Work required - Report each line of the entries below that includes "bridge".

Dataset content -
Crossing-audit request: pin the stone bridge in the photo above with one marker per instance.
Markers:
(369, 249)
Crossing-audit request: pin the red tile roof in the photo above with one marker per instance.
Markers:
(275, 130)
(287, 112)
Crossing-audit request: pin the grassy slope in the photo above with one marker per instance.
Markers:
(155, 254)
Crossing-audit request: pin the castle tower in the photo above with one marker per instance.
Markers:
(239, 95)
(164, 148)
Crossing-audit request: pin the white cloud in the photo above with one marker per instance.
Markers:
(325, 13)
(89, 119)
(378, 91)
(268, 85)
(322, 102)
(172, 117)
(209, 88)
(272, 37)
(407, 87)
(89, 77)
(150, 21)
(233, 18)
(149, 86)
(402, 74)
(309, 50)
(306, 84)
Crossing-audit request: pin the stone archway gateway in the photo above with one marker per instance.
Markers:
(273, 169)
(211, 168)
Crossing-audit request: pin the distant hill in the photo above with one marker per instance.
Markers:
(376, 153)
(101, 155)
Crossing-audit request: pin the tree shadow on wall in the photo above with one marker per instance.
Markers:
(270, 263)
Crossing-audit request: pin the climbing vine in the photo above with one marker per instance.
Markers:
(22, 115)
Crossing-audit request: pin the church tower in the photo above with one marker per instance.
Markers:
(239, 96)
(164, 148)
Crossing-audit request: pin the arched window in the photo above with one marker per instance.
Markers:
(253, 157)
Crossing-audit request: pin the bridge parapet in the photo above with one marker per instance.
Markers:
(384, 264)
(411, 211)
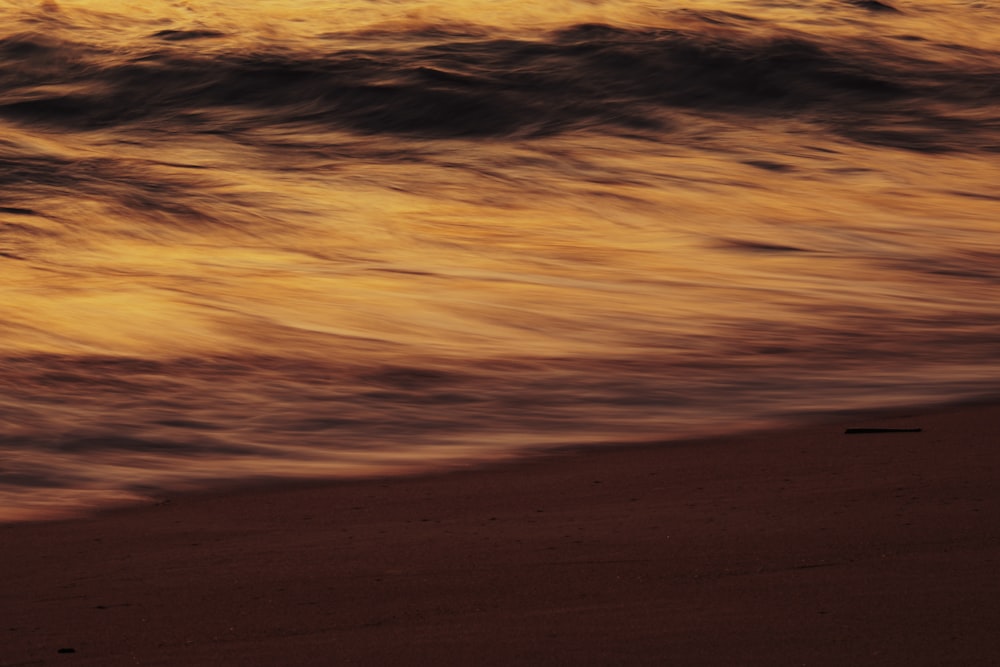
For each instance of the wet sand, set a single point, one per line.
(804, 547)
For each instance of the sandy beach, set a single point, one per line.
(804, 547)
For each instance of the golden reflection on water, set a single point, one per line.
(284, 299)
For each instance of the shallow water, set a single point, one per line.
(327, 239)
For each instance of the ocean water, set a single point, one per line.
(270, 239)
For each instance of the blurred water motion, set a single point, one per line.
(315, 239)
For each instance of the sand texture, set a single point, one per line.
(804, 547)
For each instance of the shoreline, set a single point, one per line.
(800, 546)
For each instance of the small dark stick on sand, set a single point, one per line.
(882, 430)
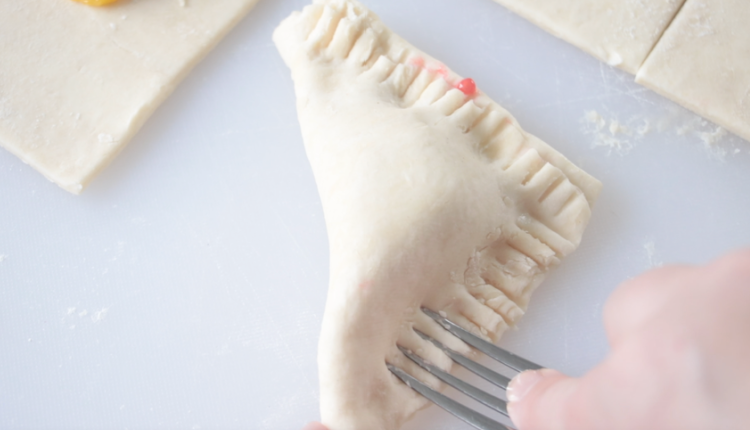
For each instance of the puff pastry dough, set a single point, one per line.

Completed exercise -
Crossing-audit request: pin the stone bridge in the photo above with one marker per instance.
Crossing-audit request: pin the bridge parapet in the photo above with one marker per instance.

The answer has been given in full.